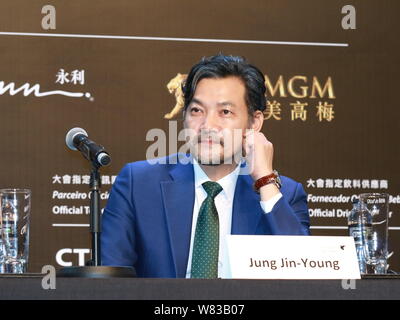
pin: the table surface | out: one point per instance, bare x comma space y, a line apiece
29, 287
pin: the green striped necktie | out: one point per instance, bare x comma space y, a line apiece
206, 239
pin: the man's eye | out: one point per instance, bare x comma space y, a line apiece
194, 110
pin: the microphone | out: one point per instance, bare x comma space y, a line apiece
77, 139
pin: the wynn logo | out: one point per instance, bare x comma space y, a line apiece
28, 89
77, 77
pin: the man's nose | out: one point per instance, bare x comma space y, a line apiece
210, 122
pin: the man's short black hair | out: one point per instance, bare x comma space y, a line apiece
221, 66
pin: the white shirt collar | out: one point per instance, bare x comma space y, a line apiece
228, 183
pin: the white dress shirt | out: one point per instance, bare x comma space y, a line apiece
224, 203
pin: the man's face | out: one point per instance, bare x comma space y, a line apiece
217, 118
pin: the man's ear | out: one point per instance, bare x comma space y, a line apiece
257, 121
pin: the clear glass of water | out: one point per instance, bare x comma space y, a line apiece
376, 242
15, 205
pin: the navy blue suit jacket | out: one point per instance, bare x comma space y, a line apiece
147, 222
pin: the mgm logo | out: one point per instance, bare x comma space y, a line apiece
297, 87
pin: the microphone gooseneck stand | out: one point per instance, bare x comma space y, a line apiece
93, 268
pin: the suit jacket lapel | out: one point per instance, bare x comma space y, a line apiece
178, 199
246, 212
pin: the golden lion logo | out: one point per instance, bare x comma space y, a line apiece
175, 87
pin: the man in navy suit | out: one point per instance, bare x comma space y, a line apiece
171, 219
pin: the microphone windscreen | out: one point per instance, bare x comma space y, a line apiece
69, 138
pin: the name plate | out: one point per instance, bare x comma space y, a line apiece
292, 257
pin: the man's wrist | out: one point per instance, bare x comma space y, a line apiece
268, 191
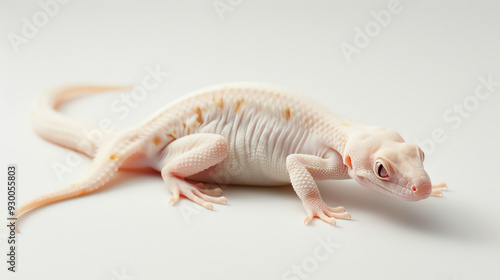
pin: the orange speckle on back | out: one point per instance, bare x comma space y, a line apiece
171, 136
219, 102
200, 117
348, 161
238, 105
157, 140
287, 113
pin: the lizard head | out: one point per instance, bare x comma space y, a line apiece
380, 159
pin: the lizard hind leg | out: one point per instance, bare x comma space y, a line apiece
190, 155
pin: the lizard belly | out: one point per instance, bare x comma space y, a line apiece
258, 148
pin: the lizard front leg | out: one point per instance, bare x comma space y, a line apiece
190, 155
303, 171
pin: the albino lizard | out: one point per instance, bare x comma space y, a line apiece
242, 133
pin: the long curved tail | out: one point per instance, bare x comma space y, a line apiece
62, 130
66, 132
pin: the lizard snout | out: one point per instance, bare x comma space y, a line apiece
421, 187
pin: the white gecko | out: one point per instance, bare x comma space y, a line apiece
240, 133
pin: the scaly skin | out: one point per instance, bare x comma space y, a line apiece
244, 133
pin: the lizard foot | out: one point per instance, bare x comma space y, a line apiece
326, 213
436, 189
193, 192
209, 188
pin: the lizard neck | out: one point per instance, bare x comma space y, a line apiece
336, 133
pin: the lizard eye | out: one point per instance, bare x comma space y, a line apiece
381, 171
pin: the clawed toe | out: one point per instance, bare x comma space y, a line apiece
436, 189
327, 214
194, 192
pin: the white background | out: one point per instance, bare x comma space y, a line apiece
428, 58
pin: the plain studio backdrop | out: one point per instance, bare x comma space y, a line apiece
429, 69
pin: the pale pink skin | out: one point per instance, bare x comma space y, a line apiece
242, 133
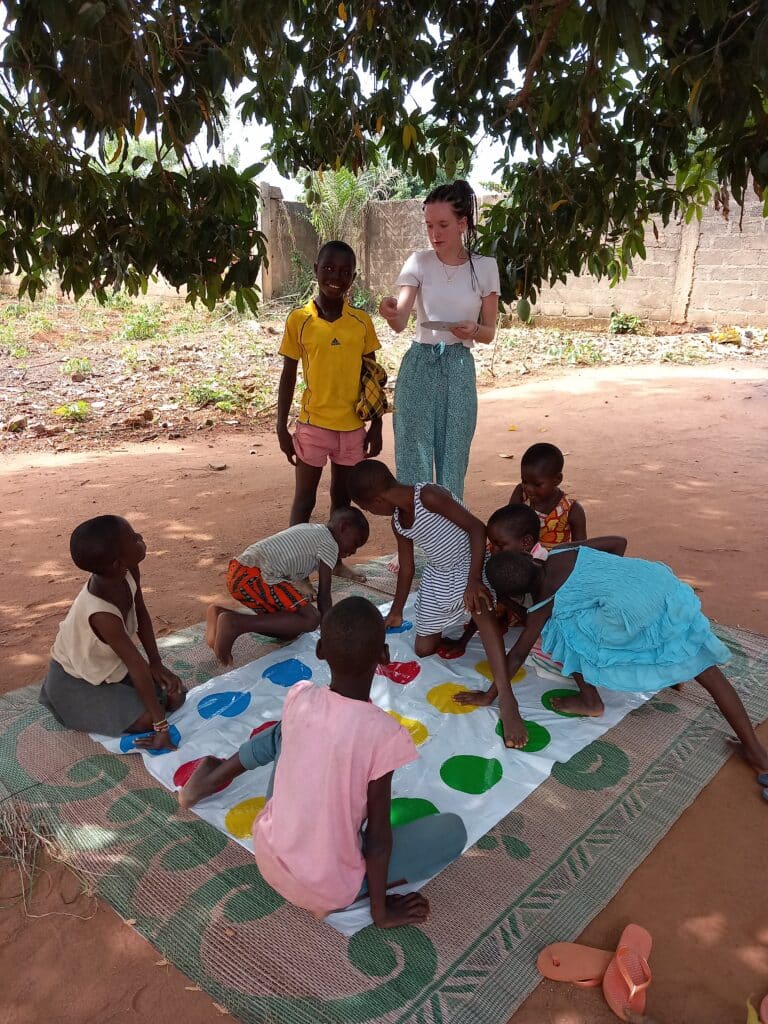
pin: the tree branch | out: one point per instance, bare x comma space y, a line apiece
521, 96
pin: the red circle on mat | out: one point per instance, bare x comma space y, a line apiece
399, 672
264, 725
183, 772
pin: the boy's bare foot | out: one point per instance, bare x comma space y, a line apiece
214, 610
226, 634
515, 730
580, 705
201, 782
347, 572
479, 698
756, 759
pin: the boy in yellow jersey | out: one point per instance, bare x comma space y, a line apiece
330, 337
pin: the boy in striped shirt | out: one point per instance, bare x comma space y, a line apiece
269, 579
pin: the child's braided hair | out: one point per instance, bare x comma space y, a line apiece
461, 198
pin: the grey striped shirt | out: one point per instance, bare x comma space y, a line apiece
293, 553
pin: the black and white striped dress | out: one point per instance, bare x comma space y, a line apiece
439, 603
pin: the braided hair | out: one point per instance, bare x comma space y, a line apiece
463, 202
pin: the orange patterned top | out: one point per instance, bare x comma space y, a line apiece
554, 525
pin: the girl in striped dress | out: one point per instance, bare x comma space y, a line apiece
453, 589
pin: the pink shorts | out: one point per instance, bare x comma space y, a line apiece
314, 445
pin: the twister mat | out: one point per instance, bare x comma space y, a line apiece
464, 766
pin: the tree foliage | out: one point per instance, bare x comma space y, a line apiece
610, 113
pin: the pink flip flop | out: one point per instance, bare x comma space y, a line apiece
583, 966
628, 976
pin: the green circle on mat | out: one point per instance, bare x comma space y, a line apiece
469, 773
404, 809
539, 737
596, 767
550, 695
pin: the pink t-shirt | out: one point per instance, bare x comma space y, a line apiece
307, 839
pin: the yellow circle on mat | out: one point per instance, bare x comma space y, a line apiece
418, 731
240, 819
441, 697
484, 669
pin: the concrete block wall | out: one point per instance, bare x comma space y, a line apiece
730, 282
709, 273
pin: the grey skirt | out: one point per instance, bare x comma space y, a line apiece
110, 709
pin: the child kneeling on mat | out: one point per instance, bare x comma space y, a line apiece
97, 680
325, 845
622, 624
270, 579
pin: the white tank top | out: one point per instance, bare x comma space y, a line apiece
78, 649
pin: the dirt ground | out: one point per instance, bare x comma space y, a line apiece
673, 457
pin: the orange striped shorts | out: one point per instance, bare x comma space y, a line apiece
246, 585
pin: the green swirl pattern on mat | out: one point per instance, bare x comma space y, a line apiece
232, 935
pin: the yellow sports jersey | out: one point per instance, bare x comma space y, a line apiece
331, 354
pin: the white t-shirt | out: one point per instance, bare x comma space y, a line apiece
448, 293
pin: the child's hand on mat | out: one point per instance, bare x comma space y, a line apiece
286, 445
157, 741
465, 330
388, 307
393, 620
408, 909
167, 679
475, 596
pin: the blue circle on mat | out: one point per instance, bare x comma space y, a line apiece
128, 741
402, 628
287, 673
229, 704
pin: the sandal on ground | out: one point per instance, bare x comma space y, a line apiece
628, 976
583, 966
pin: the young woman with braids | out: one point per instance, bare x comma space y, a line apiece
435, 400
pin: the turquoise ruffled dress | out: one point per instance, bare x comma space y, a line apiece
630, 625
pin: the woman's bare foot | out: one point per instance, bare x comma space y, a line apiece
515, 730
214, 610
756, 759
347, 572
202, 782
478, 698
590, 707
226, 634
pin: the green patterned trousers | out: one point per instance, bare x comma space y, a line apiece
435, 415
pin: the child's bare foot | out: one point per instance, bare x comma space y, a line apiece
226, 634
214, 610
478, 698
347, 572
757, 759
580, 704
515, 730
201, 782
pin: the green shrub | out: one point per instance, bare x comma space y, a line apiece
77, 366
142, 324
625, 323
76, 412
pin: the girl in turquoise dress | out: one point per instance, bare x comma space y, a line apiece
624, 624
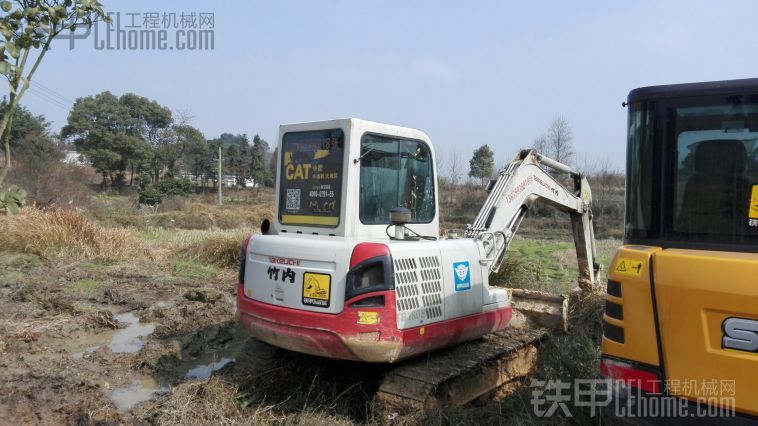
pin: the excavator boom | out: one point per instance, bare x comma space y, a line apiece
530, 177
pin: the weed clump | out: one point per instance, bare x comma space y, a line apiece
222, 250
56, 232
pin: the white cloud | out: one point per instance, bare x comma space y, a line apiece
434, 70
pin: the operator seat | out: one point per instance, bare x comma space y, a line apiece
717, 195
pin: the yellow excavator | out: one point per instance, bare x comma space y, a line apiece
681, 320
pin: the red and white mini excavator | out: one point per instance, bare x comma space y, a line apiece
352, 266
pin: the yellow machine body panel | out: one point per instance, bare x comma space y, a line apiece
697, 291
637, 320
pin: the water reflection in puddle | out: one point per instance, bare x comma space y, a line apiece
125, 340
139, 391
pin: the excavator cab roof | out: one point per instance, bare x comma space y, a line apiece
692, 166
342, 177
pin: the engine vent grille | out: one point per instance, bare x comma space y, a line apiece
418, 286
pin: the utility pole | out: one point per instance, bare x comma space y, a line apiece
220, 177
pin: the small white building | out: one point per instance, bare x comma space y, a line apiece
73, 157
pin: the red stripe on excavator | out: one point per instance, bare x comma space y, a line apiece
341, 336
365, 251
628, 373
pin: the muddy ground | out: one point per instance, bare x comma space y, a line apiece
144, 342
155, 341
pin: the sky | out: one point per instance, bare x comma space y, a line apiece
465, 73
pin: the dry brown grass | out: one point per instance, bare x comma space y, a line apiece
56, 233
220, 250
216, 401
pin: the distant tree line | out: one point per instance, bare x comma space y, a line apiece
130, 136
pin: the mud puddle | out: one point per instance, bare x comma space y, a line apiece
201, 356
124, 340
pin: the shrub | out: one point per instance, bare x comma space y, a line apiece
148, 195
171, 185
58, 232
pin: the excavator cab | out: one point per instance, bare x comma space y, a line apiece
681, 320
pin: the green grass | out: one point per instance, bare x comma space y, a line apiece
86, 286
193, 270
547, 265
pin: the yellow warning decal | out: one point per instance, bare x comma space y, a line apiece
368, 318
316, 289
753, 210
629, 267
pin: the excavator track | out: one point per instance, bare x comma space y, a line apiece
455, 376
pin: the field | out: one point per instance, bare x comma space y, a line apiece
114, 314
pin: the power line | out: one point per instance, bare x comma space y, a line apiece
49, 99
53, 93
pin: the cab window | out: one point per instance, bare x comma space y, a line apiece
716, 154
395, 172
311, 178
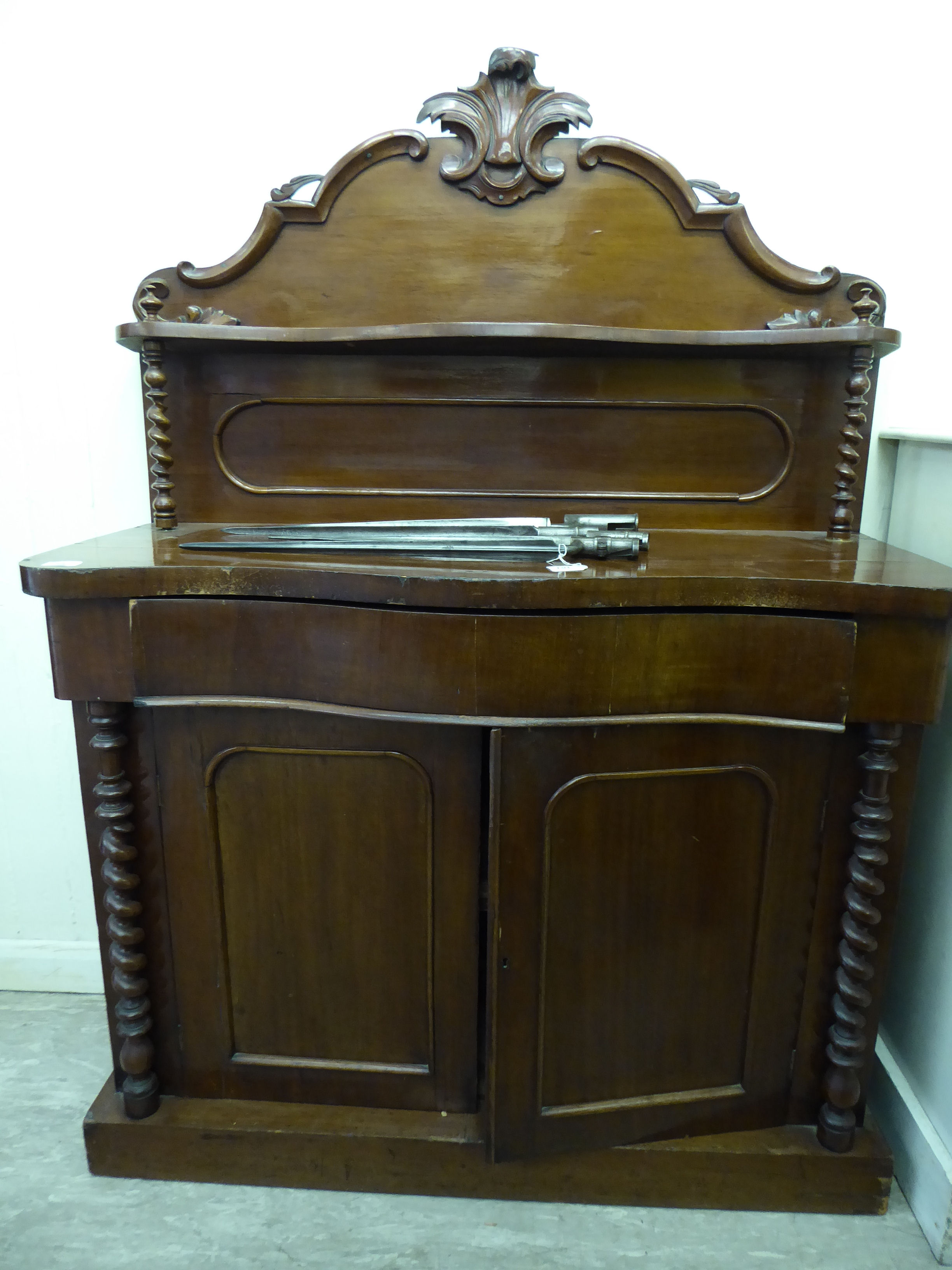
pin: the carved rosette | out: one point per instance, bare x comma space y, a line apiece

TASK TO COMPLETE: From the line containing "pin: the field" down to the final line of the records above, restate every line word for word, add nothing, and skip the pictures.

WORKED SOLUTION:
pin: the field | out: one point per instance, bare x comma space y, a line apiece
114, 314
pin: the power line | out: one point per instance, bare x comma space y, a line apiece
49, 99
53, 93
pin: the cab window | out: one point per instance, bare x comma space y, a line apiece
716, 154
395, 172
311, 178
pin: the carved rosette | out: one point per instance, bare x comma space y, a line apiece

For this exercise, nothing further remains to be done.